SELECTED TEXT:
******************************

Fran Drescher did not look out of place on Tuesday, Oct. 2 at Cipriani on 42nd Street in her black feathered Max Azaria dress and Jimmy Choo shoes, among the oversized balloons, jugglers, painted mimes toting parasols, professional bubble-blowers and very popular bartenders. She was there as the hostess of a fund-raiser for H.E.L.P., an organization that benefits disadvantaged children.
How are the kids–disadvantaged or otherwise!–growing up these days, Fran?
“Frankly, I think there’s a much more diverse representation of young people on television today than there was when I was growing up," she said. "I mean, watching Leave It To Beaver reruns did not exactly give me a picture—or even the Brady Bunch!—of what regular American families were like. And certainly there weren’t any Jews represented on television!”
But there are plenty of vapid, wealthy teens in private schools (à la MTV’s The Hills and CW’s Gossip Girl).
“Television," she said, affecting bewilderment. "They don’t know what to do to keep the audiences. So many different cable channels now … that the share networks [are] getting is smaller and smaller, and they don’t know what to try next.”
“I went to public schools all my life, and I never felt like I was not getting all that I needed. They had instruments; they had computers [Editor's note: they must have been pretty big in the 70's!]; they had art classes; after-school activities. And it really made a significant difference in my development. Now it’s not that way,” she added.
The founder of Cancer Schmancer, the very Drescherly women’s cancer charity she founded last June, said she has lately been writing a screenplay and is also “in development for a couple of things.”
Speaking of development! Recently the State Department made her a special envoy to developing countries, to advise local women on health and domestic issues.

******************************

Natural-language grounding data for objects
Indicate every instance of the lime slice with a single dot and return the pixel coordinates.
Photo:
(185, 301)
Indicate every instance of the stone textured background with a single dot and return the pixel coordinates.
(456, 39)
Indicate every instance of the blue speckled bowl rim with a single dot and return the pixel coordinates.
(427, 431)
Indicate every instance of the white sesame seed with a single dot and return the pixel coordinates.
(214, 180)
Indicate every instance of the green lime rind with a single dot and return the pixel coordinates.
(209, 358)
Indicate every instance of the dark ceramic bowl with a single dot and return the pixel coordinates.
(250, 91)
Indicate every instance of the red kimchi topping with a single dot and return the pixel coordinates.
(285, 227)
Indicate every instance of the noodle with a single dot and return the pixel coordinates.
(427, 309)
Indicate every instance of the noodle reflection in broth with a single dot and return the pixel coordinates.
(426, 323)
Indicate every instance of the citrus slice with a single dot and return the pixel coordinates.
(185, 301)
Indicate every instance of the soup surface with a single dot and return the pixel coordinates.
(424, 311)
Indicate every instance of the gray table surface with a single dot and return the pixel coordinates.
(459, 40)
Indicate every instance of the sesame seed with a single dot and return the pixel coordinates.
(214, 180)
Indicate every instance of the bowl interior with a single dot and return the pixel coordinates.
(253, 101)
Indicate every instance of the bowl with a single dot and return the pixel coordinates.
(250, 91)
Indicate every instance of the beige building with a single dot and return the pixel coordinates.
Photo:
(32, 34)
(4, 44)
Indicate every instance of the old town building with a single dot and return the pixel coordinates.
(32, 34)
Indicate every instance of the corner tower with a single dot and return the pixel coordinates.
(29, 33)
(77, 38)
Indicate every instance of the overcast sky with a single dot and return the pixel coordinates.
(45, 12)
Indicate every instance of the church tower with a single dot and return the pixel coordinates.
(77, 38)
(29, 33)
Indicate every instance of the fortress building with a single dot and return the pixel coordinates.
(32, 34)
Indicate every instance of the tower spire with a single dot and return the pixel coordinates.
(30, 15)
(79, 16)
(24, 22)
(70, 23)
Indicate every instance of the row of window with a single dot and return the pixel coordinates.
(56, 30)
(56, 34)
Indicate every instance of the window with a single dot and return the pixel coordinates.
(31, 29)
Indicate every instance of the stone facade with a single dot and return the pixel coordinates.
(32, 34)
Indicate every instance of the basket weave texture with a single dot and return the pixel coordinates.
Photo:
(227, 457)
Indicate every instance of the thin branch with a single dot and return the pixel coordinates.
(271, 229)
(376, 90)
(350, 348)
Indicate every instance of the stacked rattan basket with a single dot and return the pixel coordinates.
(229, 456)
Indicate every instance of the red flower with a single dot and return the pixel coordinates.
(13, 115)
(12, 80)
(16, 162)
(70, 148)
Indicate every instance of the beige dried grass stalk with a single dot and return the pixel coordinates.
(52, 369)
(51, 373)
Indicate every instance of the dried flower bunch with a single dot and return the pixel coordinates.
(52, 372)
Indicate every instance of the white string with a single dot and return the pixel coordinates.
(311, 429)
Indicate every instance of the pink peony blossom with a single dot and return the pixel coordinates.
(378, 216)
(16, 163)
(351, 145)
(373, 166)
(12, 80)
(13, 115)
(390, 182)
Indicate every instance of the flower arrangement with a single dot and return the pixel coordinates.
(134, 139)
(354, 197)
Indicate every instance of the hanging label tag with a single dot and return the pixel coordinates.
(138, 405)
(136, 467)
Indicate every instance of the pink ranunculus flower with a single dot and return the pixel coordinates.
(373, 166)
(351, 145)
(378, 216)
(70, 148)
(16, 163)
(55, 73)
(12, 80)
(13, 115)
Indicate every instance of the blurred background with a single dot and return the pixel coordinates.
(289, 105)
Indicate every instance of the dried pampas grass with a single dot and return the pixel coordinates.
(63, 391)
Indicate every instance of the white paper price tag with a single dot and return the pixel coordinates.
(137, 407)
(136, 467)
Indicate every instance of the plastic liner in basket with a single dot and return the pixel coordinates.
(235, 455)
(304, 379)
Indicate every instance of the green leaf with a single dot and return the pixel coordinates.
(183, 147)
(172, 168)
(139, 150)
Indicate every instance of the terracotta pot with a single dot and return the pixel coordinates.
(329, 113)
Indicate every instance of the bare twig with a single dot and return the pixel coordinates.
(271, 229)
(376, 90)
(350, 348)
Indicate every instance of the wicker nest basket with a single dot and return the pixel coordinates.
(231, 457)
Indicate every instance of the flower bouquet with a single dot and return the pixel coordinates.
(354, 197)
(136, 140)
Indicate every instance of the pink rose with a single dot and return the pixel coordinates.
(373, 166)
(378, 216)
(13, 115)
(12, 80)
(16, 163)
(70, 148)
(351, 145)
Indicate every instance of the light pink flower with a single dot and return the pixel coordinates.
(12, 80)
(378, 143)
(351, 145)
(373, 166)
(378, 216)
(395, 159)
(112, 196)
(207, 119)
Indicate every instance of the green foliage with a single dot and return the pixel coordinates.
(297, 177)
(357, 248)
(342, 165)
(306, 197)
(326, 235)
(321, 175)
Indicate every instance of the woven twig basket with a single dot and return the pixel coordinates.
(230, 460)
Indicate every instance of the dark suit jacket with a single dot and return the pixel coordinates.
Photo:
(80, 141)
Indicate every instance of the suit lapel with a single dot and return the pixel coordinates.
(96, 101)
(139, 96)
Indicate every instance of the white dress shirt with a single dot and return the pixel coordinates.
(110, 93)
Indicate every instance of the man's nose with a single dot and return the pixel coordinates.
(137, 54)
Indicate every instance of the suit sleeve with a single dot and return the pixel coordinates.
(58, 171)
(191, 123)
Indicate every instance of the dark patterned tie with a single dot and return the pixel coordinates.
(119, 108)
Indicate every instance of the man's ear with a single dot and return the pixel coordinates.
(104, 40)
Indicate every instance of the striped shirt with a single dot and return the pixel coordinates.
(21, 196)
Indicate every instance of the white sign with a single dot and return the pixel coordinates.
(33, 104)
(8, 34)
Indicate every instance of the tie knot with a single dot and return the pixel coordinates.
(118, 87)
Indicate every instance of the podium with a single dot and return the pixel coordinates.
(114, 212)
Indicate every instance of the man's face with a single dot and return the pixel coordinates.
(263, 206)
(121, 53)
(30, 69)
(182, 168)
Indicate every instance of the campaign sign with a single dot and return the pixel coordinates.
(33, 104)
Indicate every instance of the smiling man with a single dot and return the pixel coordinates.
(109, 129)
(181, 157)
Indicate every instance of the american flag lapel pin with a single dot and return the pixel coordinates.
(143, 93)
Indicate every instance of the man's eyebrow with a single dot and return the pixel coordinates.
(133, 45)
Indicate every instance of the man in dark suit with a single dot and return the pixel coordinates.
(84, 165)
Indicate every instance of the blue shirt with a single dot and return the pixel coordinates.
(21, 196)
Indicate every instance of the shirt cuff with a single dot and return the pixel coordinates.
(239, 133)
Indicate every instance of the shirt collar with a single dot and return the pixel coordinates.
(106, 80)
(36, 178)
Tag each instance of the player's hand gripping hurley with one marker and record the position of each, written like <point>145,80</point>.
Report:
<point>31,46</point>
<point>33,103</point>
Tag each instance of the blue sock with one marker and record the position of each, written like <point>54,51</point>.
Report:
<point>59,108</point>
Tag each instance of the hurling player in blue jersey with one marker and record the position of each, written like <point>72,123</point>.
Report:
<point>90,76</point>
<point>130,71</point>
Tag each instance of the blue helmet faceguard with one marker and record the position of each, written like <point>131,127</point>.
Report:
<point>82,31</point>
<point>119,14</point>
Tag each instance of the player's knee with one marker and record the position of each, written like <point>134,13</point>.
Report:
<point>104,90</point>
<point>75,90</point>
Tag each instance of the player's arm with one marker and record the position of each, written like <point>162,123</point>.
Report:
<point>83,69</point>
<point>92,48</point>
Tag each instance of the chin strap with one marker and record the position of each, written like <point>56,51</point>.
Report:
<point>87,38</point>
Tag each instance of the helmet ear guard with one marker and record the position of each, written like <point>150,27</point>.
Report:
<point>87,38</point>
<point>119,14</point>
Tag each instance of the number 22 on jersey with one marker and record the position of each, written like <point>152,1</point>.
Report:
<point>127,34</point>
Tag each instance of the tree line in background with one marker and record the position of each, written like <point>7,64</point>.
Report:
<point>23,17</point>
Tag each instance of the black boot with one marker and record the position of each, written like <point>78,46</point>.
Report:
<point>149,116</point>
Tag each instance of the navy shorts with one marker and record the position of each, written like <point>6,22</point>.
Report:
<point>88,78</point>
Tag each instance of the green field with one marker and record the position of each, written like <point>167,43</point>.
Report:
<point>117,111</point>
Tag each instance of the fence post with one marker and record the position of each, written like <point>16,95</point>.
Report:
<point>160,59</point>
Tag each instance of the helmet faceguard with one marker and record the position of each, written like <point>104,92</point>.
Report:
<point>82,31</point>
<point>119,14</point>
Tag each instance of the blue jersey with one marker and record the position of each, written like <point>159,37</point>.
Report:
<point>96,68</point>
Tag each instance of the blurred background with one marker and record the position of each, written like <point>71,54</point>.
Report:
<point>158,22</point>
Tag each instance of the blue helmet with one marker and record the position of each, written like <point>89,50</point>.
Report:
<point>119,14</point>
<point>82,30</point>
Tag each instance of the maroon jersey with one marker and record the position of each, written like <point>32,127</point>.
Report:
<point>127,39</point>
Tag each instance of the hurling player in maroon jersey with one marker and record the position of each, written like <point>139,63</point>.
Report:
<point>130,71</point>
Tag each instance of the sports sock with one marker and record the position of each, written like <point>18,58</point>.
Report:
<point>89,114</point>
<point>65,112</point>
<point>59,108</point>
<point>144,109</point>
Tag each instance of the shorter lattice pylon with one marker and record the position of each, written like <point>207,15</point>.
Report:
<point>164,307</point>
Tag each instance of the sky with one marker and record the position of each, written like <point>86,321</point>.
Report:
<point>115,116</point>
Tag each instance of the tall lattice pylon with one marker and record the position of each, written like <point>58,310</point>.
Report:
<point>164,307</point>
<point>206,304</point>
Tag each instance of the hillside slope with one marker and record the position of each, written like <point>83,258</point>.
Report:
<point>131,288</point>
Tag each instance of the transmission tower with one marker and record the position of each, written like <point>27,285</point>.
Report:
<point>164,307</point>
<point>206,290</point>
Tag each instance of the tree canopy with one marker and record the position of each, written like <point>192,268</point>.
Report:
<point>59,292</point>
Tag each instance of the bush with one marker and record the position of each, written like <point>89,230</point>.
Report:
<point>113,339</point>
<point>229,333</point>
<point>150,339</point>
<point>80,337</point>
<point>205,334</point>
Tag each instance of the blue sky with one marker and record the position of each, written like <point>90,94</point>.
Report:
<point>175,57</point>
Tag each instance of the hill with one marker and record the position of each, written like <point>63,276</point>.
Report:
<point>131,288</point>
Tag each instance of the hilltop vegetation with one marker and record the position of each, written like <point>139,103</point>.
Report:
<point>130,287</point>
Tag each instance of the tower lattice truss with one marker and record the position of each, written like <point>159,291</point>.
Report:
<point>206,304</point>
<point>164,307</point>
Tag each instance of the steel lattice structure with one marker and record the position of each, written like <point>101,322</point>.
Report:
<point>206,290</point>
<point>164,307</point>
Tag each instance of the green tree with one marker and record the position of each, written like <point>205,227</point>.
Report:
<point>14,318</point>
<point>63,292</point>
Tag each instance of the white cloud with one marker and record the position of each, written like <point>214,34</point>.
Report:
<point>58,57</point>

******************************

TASK LIST:
1. In the Fran Drescher article, what reason does Drescher give for television networks not knowing what to try next? Answer in one to three sentences.
2. Retype the passage of the Fran Drescher article from "The founder of" to "and domestic issues.".
None of the tasks requires the data.

RESULTS IN ORDER:
1. She says there are now so many different cable channels that the share of the audience the networks get keeps shrinking. Because of that, they don't know how to keep their audiences.

2.
The founder of Cancer Schmancer, the very Drescherly women’s cancer charity she founded last June, said she has lately been writing a screenplay and is also “in development for a couple of things.”
Speaking of development! Recently the State Department made her a special envoy to developing countries, to advise local women on health and domestic issues.